* [Data shown]:
....

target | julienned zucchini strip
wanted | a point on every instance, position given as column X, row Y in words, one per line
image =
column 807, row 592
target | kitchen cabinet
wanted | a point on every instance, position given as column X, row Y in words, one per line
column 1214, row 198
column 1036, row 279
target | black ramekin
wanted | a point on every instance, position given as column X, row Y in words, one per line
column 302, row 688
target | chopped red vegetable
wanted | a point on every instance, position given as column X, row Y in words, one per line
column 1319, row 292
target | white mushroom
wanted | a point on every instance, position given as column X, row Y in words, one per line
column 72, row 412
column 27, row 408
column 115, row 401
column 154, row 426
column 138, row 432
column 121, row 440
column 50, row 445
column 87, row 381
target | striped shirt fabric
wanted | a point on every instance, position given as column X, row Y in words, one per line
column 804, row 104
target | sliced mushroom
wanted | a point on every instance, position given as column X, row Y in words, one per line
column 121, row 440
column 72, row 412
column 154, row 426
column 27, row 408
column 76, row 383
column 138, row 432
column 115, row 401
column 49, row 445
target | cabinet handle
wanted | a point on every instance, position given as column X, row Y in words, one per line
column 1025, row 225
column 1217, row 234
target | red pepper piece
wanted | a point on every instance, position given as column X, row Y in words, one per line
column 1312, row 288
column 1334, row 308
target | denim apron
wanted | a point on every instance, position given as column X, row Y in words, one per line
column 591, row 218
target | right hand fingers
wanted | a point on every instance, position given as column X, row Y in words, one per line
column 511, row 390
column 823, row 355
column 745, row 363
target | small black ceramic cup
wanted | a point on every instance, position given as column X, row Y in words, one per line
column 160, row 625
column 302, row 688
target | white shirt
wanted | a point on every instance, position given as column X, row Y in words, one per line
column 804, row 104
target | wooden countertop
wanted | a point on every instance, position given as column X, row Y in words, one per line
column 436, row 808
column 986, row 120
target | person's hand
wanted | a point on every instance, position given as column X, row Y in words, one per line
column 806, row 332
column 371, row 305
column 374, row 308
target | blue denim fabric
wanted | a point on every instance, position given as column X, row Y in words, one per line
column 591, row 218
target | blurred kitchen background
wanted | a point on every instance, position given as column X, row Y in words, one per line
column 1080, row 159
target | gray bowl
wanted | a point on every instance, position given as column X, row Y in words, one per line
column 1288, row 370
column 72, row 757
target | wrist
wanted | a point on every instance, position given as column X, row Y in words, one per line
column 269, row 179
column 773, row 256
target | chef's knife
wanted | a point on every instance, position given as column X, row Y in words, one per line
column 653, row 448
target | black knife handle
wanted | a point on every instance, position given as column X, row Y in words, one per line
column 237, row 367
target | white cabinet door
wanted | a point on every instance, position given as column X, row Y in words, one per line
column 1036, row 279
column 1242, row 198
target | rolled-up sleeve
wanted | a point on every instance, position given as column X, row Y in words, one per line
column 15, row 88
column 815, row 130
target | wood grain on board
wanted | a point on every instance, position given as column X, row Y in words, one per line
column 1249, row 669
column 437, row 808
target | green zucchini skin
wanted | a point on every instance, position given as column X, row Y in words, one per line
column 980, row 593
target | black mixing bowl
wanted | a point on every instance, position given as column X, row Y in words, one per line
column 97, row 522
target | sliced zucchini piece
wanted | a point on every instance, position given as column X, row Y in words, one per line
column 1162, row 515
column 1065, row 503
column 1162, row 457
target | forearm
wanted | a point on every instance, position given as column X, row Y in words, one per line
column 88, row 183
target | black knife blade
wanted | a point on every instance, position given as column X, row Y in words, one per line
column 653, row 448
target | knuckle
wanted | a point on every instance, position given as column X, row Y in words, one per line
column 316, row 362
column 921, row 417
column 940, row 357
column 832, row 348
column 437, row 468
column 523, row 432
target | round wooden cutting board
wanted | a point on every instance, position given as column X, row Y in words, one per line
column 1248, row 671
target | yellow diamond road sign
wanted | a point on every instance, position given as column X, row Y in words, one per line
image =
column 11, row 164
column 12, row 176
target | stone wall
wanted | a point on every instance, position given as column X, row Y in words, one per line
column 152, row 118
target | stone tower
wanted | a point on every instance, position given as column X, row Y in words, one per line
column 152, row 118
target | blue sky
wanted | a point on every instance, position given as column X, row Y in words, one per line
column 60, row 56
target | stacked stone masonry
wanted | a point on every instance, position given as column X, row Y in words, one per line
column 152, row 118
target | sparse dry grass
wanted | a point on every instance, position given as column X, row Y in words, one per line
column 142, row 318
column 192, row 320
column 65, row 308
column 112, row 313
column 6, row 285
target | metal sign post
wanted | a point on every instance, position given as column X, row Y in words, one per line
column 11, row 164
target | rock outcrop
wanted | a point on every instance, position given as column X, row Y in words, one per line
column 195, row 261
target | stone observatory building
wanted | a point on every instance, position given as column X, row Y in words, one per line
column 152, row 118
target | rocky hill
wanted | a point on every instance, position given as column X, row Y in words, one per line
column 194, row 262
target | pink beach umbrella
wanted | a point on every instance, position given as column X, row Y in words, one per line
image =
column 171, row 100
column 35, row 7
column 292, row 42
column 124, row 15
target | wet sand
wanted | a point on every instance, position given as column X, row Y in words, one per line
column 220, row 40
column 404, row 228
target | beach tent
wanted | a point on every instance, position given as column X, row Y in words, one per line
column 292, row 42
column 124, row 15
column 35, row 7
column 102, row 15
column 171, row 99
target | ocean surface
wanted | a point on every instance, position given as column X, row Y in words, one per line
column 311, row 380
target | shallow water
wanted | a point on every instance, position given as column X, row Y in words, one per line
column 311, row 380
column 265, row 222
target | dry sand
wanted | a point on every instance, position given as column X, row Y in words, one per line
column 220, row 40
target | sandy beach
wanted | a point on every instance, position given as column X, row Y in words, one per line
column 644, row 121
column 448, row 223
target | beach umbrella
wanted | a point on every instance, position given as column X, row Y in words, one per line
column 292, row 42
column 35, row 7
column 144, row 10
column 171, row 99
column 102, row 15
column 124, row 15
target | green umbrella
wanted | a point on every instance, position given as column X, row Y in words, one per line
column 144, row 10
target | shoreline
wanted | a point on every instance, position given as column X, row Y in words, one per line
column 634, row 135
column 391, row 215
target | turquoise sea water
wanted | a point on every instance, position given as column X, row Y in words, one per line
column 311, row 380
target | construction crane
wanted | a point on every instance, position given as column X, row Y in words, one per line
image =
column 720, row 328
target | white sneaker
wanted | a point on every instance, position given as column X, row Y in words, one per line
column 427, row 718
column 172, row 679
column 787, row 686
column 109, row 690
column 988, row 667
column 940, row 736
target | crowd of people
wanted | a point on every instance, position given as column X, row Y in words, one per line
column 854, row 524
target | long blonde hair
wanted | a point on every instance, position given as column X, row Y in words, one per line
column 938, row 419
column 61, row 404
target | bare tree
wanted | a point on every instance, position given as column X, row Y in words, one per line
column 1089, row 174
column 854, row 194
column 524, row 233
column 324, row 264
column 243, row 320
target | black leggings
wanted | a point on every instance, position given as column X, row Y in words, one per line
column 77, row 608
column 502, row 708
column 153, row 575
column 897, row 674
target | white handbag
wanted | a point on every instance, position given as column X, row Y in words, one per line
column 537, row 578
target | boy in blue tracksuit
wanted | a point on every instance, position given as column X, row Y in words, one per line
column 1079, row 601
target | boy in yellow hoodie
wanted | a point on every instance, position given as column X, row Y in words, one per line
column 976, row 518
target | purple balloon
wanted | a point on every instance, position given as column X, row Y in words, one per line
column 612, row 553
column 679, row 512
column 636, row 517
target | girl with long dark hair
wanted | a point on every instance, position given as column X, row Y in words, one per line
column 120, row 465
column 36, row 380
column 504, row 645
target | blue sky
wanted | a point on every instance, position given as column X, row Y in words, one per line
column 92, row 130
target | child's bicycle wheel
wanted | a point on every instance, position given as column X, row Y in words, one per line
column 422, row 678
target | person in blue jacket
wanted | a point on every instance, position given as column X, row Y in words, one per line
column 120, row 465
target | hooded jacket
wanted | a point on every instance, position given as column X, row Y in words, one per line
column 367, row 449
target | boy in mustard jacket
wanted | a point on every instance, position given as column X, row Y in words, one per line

....

Look above for the line holding "target | blurred kitchen background" and the line holding "target | black knife handle". Retype both, and every line between them, word for word and nothing else.

target | blurred kitchen background
wanted | a point on every instance, position given as column X, row Y in words, one per line
column 1080, row 159
target | gray bowl
wanted | a point on every instance, position given as column X, row Y in words, one per line
column 1288, row 370
column 72, row 757
target | wrist
wanted | a point on every instance, position given as column X, row Y in words, one per line
column 269, row 179
column 773, row 256
target | chef's knife
wanted | a point on every instance, position given as column X, row Y in words, one per line
column 653, row 448
target | black knife handle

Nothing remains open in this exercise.